START

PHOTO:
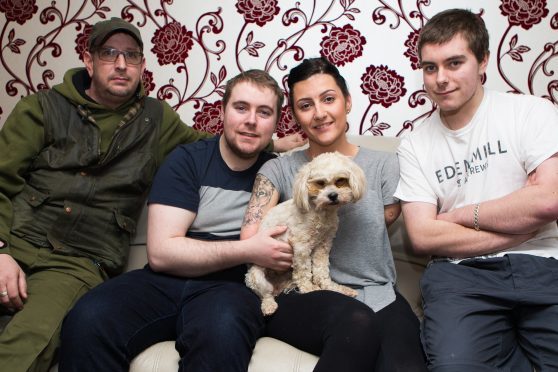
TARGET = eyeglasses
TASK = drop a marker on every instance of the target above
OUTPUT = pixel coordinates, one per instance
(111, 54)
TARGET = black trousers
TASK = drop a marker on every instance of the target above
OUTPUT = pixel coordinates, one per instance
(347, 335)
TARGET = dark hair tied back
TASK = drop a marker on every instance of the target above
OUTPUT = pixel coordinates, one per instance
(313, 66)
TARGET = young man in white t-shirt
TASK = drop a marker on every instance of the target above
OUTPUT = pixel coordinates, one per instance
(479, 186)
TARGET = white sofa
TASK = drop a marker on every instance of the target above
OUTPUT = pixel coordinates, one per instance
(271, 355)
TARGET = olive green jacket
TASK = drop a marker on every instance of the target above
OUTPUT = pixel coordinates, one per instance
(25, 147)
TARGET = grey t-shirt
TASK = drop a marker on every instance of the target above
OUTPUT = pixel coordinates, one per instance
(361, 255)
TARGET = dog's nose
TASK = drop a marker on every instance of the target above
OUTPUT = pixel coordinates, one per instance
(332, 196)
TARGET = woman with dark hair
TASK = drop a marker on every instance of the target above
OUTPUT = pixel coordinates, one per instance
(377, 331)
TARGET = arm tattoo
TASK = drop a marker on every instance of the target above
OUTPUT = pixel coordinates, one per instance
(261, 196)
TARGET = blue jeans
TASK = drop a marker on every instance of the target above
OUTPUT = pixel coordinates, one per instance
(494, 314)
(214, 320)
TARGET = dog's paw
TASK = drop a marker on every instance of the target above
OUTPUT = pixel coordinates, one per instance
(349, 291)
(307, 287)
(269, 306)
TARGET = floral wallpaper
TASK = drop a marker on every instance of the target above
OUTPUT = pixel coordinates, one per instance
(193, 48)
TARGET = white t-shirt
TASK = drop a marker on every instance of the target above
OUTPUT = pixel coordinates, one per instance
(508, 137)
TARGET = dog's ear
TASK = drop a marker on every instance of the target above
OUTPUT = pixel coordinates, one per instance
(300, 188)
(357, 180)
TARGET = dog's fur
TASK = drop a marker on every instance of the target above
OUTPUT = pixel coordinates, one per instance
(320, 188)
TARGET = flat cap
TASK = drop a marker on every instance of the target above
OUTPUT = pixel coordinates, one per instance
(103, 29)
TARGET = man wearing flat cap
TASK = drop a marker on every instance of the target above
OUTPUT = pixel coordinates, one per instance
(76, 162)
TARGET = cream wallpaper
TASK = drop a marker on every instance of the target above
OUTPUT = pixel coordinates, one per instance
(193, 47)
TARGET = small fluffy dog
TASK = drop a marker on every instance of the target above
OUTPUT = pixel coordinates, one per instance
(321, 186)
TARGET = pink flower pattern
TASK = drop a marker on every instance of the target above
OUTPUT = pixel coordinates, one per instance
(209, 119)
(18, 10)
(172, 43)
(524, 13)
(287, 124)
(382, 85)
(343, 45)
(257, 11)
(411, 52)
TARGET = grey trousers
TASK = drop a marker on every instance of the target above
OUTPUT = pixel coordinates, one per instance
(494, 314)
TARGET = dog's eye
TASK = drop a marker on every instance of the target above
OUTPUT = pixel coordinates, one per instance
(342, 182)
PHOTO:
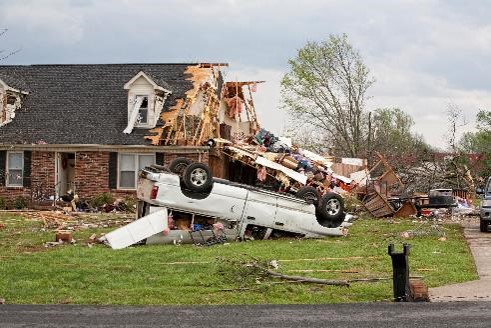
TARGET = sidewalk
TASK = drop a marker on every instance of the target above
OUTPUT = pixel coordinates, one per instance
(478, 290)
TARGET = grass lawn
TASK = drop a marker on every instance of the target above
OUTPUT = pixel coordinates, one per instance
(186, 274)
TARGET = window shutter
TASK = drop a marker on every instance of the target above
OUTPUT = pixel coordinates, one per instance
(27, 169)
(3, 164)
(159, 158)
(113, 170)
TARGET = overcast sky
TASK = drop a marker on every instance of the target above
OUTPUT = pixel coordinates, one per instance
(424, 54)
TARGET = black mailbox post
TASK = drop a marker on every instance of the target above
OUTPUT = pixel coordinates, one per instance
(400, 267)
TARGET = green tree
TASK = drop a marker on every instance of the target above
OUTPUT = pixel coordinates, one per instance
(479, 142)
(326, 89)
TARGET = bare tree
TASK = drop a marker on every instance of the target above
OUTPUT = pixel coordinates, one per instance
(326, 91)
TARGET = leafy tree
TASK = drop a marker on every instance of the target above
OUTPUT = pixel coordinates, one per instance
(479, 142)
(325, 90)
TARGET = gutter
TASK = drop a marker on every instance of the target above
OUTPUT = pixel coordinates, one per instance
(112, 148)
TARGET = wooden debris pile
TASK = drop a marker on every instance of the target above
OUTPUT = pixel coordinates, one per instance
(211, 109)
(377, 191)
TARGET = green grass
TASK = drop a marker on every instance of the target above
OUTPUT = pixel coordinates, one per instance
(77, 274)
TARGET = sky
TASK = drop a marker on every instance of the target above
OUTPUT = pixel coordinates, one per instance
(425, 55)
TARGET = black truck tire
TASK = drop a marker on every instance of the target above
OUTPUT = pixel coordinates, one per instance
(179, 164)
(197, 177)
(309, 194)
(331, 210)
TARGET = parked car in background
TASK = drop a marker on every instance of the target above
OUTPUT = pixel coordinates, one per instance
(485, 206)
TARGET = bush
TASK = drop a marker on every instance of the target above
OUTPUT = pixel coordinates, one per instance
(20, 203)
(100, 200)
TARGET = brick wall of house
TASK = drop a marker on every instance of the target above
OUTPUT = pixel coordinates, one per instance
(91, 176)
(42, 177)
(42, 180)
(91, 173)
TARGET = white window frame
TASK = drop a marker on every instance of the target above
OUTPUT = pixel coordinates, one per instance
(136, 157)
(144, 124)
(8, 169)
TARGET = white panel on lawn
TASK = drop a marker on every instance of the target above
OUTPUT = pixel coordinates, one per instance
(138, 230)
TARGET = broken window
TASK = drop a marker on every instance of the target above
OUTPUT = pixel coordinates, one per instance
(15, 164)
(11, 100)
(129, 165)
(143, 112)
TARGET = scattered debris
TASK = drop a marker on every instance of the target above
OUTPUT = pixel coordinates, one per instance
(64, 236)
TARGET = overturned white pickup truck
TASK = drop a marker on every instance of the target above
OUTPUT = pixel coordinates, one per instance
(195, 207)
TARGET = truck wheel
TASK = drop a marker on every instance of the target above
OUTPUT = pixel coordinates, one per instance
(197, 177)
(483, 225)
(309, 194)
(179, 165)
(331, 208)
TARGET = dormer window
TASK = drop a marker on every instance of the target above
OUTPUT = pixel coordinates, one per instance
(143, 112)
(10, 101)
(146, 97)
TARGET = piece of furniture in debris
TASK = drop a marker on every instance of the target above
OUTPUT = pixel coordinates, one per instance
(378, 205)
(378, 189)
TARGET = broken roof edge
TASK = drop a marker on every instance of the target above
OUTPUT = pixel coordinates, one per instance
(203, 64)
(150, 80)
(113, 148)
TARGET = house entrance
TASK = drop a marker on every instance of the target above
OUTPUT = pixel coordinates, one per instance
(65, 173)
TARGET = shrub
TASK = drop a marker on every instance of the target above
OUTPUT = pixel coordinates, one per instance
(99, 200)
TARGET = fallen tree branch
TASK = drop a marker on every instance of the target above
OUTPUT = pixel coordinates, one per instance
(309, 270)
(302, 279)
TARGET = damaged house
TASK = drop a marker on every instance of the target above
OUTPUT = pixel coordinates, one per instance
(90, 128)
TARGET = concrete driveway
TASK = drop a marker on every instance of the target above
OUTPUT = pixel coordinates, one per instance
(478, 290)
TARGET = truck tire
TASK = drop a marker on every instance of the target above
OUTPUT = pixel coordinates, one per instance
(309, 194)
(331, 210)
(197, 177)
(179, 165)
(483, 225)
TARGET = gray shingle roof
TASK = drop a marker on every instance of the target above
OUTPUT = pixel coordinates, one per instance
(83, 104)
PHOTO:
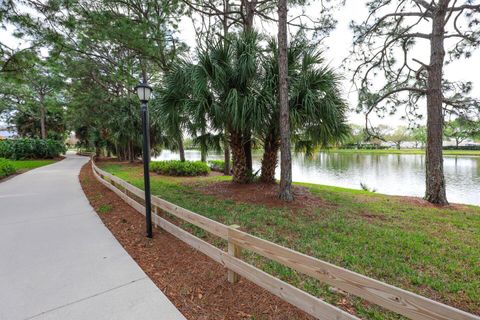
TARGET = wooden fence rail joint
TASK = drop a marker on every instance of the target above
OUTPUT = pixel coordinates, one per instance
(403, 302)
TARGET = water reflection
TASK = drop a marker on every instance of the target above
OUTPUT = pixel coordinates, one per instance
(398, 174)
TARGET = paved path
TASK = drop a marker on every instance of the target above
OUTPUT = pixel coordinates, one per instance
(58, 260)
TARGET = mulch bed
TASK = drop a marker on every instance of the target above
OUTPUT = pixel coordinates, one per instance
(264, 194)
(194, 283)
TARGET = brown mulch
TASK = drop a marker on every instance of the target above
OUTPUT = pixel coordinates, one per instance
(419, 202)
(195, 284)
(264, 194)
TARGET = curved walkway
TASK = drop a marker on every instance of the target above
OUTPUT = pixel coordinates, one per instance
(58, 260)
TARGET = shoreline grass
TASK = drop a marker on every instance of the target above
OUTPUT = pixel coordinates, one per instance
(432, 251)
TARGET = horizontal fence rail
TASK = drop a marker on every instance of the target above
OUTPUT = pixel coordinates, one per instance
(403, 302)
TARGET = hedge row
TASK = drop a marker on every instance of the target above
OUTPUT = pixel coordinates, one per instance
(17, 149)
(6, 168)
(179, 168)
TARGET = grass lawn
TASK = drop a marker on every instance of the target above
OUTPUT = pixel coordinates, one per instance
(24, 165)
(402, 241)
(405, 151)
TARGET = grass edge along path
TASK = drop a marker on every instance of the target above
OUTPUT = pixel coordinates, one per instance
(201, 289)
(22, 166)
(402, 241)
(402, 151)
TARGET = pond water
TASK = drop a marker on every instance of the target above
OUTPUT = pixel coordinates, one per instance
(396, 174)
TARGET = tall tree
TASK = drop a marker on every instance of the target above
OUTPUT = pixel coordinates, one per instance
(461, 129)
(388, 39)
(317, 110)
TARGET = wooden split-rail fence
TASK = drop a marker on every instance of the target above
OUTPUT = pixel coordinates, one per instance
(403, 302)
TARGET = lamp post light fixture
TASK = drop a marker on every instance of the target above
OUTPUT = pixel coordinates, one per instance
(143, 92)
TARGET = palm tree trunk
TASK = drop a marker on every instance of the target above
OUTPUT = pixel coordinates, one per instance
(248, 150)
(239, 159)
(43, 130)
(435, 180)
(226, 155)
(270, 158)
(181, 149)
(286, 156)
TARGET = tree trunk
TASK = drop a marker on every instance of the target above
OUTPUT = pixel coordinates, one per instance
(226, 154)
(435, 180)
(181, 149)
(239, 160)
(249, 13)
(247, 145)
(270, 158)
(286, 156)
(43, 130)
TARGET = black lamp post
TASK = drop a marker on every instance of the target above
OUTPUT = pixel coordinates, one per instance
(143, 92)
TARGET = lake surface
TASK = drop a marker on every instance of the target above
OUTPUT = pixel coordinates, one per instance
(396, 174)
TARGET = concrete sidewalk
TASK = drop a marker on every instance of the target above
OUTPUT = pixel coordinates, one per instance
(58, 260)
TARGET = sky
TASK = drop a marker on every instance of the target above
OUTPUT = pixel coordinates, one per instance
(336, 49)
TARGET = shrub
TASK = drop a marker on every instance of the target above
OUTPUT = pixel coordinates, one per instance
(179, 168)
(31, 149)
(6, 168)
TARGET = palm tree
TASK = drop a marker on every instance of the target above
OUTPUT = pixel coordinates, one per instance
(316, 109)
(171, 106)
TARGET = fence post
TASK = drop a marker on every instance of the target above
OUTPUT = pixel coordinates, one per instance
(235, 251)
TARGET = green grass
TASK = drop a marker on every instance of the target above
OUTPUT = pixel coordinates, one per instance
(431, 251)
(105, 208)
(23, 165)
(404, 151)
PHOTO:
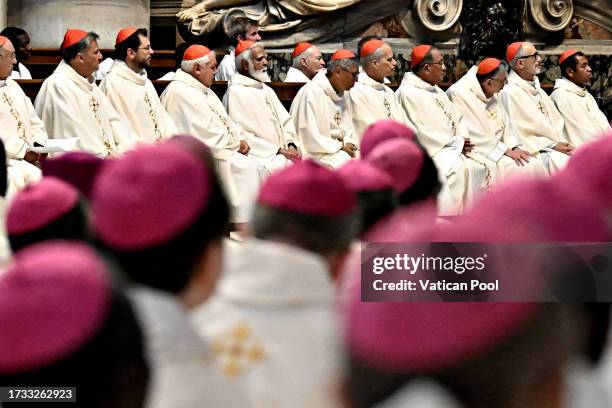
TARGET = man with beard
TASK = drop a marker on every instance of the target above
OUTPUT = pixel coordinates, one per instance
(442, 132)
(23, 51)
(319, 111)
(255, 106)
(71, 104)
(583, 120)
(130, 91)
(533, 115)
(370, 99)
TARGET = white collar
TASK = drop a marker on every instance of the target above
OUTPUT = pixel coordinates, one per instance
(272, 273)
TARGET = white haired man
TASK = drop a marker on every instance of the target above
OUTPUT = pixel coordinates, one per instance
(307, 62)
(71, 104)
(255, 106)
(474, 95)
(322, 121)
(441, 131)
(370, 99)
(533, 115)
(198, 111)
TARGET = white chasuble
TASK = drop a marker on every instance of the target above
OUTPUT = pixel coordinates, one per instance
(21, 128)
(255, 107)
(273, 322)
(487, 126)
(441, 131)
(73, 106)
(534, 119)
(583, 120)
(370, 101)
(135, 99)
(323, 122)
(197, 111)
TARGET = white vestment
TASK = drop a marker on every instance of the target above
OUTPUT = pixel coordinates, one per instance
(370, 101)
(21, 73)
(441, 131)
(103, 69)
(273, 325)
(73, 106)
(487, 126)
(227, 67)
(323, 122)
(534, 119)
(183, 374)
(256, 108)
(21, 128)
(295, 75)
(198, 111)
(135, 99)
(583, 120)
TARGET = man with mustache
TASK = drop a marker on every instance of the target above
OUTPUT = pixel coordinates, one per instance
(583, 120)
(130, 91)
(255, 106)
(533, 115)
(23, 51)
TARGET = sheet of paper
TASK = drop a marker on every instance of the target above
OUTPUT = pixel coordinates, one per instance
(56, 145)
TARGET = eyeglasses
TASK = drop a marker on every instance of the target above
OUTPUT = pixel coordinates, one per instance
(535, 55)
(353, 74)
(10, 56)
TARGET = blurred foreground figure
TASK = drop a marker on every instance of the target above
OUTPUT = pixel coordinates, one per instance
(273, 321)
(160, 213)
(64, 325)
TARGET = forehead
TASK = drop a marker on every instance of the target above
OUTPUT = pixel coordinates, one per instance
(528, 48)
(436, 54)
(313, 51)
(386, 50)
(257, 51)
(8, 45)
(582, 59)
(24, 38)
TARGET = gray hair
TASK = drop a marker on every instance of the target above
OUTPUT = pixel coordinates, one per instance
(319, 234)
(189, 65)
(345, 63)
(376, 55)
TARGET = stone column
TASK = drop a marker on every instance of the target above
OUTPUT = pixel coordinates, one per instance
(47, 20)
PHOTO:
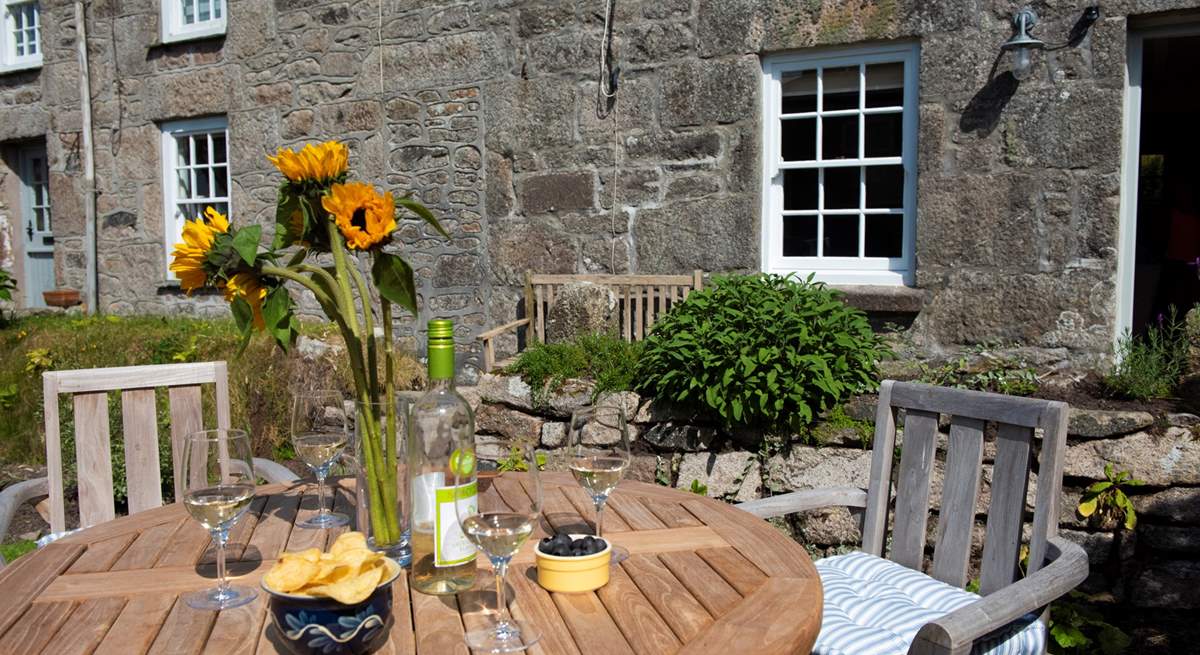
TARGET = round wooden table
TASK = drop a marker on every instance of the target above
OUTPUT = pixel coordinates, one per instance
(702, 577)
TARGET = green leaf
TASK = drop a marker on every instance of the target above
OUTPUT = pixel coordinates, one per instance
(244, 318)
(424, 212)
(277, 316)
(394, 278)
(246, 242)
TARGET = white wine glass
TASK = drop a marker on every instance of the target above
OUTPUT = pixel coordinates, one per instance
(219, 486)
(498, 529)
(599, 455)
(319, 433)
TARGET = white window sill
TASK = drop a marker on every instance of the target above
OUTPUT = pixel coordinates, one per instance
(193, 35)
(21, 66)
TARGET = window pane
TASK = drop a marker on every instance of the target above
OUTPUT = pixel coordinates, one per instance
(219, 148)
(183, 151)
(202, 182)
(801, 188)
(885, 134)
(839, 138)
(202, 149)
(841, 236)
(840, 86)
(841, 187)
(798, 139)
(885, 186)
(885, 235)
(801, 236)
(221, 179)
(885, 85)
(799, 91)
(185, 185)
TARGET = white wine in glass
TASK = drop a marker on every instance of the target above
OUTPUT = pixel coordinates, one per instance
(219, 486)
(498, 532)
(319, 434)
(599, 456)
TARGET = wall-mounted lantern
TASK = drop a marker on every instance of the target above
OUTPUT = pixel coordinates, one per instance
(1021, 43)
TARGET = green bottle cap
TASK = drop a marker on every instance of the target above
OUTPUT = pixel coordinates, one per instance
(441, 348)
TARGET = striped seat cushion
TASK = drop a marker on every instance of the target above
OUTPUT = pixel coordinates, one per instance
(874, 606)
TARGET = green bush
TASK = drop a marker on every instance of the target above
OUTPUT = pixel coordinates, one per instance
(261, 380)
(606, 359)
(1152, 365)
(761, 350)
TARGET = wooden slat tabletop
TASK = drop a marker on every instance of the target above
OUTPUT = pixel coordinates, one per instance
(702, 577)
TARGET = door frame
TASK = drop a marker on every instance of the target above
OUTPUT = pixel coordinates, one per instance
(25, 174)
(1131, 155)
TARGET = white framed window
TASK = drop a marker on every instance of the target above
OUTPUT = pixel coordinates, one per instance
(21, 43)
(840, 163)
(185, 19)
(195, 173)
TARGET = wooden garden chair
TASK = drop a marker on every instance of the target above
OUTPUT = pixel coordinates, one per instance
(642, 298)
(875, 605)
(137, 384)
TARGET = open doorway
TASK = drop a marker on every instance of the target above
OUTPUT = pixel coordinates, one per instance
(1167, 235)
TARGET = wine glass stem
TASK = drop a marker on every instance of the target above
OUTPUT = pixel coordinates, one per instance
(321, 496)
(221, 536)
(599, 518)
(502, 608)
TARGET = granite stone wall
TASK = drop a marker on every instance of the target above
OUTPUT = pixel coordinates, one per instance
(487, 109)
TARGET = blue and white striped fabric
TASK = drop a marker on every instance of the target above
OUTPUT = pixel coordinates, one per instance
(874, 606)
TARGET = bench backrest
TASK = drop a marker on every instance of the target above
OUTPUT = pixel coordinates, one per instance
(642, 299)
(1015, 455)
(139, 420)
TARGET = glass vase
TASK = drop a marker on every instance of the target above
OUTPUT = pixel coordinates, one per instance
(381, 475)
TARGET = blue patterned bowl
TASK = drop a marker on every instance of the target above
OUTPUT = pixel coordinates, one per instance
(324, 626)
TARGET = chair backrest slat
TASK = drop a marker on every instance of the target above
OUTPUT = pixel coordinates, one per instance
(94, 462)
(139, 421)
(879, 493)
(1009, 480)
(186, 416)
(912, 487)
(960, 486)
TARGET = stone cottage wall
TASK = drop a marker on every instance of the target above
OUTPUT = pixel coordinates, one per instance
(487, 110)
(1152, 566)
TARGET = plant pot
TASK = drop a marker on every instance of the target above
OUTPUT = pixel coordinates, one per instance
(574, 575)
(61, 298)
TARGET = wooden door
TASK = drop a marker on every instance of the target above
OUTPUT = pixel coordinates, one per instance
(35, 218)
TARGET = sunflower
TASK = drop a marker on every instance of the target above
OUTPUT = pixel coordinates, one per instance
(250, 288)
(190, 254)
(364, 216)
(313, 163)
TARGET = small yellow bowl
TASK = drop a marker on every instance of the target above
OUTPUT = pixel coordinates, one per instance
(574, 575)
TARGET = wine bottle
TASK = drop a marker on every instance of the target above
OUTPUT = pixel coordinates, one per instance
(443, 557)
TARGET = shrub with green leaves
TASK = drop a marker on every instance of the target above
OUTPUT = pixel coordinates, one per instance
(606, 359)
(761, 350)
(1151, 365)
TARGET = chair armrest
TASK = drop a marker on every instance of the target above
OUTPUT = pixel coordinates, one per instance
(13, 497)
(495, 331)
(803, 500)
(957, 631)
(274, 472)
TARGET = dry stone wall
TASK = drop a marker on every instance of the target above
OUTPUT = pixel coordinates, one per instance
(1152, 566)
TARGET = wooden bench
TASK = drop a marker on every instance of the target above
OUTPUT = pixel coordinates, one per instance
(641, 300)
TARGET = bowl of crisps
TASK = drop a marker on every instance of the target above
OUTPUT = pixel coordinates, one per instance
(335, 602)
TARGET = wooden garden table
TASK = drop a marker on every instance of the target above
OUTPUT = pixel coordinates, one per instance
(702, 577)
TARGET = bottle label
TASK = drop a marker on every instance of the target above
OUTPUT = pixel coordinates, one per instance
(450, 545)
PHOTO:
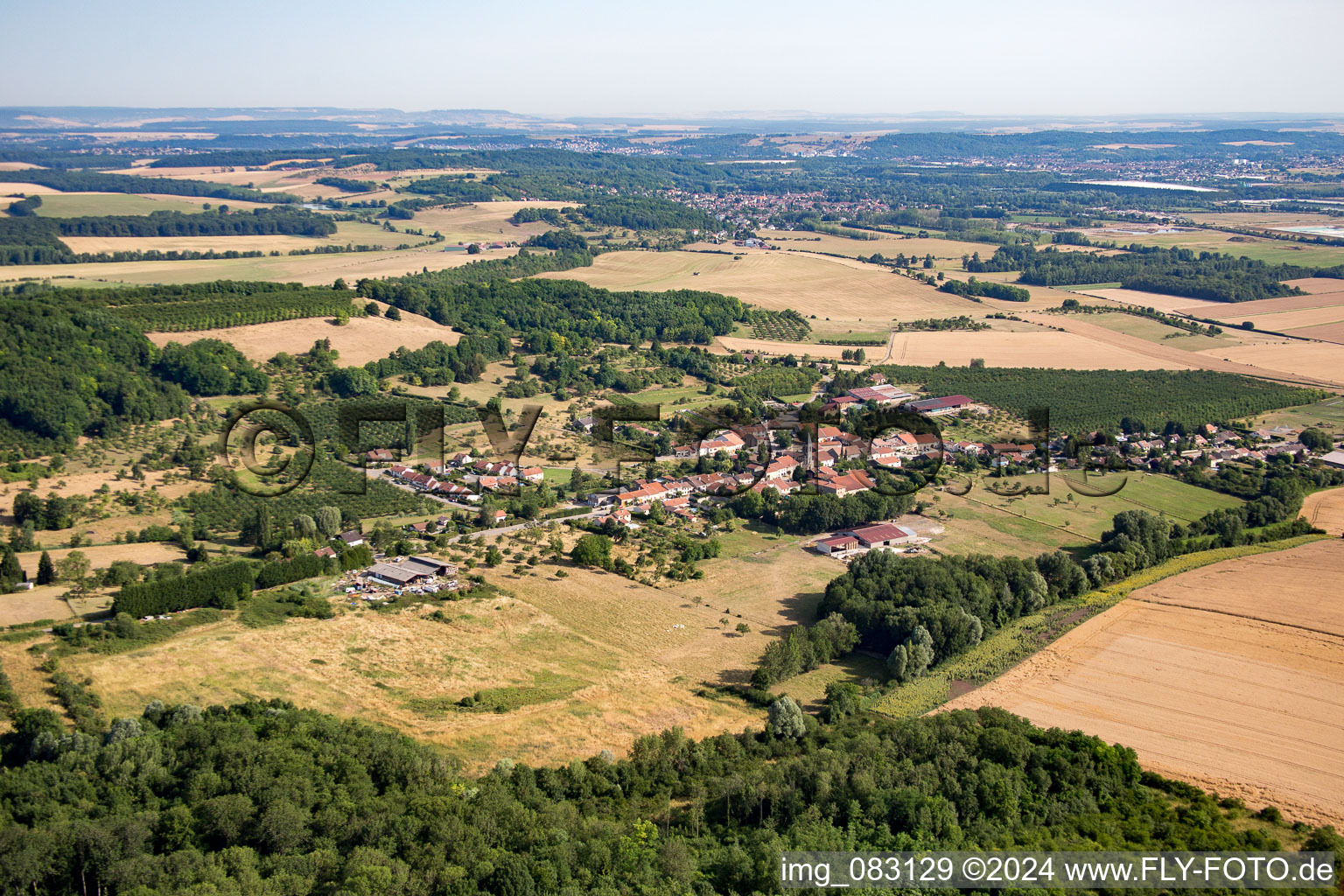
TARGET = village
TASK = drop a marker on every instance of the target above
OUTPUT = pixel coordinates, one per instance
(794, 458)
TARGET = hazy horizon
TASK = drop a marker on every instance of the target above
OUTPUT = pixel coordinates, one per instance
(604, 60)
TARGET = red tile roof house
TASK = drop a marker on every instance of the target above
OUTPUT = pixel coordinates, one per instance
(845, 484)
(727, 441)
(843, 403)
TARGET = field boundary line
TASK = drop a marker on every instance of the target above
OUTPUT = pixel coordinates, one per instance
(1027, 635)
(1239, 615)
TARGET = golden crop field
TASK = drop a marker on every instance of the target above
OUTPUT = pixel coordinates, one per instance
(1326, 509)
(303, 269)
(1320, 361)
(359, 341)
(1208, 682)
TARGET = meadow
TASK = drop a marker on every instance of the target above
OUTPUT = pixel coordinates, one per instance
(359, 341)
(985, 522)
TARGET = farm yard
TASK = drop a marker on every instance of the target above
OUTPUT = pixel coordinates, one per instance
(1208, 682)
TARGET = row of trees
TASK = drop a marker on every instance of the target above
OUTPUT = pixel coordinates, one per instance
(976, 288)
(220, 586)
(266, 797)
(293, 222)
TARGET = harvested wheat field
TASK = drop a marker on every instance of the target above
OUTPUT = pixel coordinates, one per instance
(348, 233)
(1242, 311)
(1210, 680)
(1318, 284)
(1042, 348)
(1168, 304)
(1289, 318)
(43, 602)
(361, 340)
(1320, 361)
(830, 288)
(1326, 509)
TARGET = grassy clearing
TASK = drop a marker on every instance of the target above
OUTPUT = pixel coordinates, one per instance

END

From the line that contains "TARGET = meadow" to the last line of the material above, repeat every line exactly, keeping both the first and the last.

# SOLUTION TO THE PROBLEM
TARGET = meadow
TASK = drop a marker on every instance of the target above
OUTPUT = pixel coordinates, one per instance
(359, 341)
(985, 522)
TARGET = farm yard
TASK = drop a marker on every instance of the target above
OUTPUT = pixel coordinates, one per instance
(1208, 682)
TARGET = row of trees
TASK = drop a marker on every instance of the target above
OUTPUT = pixel coordinates, one per instance
(976, 288)
(220, 586)
(266, 797)
(293, 222)
TARGET = harvested wheat field
TASK = drop a marker on every instance of the target above
OUTPUT = pixel coordinates, one per instance
(348, 233)
(1242, 311)
(1210, 680)
(1318, 284)
(1042, 348)
(1168, 304)
(1289, 318)
(43, 602)
(361, 340)
(1320, 361)
(830, 288)
(1326, 509)
TARGET = grassy clearing
TASK = drop a marker on every instance of the target above
OUTPUT = pixel coordinates, one per instance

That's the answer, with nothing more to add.